* Exercise aim: Gather from the material every line that contains the string "zett".

* Source material:
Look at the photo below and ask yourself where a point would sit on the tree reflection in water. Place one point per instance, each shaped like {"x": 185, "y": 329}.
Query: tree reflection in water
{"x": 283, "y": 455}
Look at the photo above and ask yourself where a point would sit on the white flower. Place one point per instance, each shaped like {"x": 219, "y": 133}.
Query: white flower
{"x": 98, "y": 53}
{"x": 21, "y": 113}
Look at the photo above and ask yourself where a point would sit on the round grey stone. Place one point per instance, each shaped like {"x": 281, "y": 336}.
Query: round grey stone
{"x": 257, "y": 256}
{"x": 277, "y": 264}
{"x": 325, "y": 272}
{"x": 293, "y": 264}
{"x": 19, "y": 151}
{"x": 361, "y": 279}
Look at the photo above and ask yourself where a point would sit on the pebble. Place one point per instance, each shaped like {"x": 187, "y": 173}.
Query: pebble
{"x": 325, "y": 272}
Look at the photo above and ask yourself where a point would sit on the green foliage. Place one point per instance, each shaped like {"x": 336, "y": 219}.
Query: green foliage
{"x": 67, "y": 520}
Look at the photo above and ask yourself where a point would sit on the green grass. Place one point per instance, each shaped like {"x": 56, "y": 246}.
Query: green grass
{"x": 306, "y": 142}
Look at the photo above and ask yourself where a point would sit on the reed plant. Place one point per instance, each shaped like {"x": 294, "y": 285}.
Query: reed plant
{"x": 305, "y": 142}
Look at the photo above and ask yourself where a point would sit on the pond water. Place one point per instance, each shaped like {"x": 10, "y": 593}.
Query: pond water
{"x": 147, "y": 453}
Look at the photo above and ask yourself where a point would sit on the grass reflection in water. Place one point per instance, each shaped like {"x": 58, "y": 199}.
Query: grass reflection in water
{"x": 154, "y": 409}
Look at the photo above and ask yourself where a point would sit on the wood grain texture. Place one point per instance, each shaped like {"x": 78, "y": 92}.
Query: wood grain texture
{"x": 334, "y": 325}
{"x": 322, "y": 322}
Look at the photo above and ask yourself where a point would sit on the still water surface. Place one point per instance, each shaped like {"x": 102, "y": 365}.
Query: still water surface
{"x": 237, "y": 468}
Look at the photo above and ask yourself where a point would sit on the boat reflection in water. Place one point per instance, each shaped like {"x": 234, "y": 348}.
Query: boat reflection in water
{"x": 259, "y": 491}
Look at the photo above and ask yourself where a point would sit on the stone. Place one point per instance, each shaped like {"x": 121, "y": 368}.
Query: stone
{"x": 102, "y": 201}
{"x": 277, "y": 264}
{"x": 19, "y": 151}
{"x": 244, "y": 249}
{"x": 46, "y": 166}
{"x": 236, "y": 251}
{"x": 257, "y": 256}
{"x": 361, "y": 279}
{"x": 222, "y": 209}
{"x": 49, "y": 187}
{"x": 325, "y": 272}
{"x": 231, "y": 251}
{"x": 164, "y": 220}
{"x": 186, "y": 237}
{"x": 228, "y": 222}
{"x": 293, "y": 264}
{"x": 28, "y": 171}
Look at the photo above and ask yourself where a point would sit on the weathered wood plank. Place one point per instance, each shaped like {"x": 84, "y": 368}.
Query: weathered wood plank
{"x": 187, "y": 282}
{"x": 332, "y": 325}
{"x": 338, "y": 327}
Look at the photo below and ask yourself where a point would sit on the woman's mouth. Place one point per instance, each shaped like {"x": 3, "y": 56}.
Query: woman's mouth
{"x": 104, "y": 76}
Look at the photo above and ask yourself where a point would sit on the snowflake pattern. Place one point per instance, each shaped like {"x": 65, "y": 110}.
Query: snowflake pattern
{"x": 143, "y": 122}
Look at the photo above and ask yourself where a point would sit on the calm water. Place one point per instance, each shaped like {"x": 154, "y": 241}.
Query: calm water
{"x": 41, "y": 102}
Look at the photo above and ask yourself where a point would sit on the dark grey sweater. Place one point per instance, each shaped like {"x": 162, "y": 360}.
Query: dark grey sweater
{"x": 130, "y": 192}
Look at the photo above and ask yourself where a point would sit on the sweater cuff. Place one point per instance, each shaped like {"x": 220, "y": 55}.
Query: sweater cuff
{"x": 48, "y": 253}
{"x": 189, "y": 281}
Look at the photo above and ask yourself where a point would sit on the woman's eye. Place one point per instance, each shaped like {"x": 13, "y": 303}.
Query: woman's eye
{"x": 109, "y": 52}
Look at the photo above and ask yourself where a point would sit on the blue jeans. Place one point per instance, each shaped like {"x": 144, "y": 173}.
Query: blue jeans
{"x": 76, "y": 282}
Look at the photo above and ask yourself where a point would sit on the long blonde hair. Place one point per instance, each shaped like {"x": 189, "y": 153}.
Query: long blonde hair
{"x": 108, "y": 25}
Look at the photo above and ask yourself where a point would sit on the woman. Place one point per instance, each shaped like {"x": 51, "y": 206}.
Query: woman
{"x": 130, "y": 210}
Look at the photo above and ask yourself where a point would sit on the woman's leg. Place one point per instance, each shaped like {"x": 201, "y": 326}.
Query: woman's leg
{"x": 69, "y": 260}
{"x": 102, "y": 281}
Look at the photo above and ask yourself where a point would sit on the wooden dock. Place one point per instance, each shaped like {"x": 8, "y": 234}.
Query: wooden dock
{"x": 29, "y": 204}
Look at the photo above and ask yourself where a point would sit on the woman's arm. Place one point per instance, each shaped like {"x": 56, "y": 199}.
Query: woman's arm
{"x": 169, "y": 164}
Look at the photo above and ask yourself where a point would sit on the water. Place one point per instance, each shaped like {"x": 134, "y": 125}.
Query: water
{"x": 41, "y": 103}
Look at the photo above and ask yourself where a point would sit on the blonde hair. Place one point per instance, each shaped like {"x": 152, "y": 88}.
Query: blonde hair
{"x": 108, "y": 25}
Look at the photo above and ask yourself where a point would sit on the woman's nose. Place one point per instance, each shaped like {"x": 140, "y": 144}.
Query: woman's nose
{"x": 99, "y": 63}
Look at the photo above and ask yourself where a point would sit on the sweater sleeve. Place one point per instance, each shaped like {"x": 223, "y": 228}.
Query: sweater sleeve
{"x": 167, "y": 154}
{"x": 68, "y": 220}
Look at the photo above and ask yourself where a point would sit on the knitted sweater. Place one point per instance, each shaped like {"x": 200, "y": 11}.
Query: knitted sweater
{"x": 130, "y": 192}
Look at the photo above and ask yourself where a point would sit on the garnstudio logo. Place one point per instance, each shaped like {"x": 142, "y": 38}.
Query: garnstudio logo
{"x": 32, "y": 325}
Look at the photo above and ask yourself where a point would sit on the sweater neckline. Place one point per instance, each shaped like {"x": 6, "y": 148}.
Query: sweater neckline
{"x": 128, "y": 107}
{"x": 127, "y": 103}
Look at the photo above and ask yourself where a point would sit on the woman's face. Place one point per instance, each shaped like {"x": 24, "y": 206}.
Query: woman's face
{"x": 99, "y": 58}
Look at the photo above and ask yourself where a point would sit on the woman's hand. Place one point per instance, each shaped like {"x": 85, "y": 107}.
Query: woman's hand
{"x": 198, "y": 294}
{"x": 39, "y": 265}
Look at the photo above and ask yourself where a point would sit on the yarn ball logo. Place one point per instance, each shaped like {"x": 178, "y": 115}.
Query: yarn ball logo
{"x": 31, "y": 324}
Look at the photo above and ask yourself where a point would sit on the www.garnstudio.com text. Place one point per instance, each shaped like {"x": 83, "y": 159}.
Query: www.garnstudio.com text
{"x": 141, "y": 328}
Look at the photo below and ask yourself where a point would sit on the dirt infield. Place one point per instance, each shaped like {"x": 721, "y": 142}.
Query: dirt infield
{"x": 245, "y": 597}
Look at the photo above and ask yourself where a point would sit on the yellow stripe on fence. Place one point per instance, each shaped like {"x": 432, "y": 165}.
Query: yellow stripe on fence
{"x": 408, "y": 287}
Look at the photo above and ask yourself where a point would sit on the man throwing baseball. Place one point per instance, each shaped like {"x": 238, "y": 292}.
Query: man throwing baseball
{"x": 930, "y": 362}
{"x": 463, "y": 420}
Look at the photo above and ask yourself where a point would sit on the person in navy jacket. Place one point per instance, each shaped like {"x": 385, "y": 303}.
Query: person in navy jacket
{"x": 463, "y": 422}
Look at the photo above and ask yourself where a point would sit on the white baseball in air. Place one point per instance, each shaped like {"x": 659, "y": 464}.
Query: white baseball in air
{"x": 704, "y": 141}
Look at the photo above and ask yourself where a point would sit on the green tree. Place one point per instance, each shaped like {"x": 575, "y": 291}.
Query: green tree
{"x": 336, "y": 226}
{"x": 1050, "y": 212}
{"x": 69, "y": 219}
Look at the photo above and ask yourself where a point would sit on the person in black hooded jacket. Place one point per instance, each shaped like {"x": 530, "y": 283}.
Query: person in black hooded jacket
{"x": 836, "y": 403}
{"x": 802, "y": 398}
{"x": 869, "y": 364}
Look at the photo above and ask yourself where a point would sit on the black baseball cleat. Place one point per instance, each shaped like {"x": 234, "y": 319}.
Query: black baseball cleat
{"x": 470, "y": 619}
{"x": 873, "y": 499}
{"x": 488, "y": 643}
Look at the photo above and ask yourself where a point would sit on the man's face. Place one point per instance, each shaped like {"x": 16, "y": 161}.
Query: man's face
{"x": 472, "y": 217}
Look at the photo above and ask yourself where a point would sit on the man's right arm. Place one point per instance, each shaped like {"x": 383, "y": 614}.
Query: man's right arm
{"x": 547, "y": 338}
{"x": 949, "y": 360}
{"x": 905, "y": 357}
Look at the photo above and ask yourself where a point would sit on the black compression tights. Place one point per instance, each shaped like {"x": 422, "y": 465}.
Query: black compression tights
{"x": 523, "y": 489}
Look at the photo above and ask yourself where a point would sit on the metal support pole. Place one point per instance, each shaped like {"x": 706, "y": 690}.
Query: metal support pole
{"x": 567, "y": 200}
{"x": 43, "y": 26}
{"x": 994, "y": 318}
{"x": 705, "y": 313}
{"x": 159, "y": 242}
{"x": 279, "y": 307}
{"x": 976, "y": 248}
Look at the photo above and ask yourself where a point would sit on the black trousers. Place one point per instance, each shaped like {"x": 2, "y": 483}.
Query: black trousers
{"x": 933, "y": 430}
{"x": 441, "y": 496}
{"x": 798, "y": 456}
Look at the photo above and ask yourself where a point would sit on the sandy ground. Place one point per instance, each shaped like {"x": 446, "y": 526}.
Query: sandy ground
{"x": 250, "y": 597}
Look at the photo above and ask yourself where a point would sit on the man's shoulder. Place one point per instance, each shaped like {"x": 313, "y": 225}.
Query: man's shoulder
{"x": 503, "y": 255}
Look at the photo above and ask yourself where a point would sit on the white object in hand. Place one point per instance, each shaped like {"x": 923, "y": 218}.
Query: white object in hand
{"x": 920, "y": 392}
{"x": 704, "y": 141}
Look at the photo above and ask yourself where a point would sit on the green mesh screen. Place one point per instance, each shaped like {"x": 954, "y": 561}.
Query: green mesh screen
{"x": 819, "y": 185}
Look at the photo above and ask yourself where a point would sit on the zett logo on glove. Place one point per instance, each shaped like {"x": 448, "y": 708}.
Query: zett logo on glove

* Exercise answer:
Look at the photo above and ask yourself where a point would sit on the zett logo on glove. Place one point per instance, each shaped like {"x": 448, "y": 708}.
Query: zett logo on glove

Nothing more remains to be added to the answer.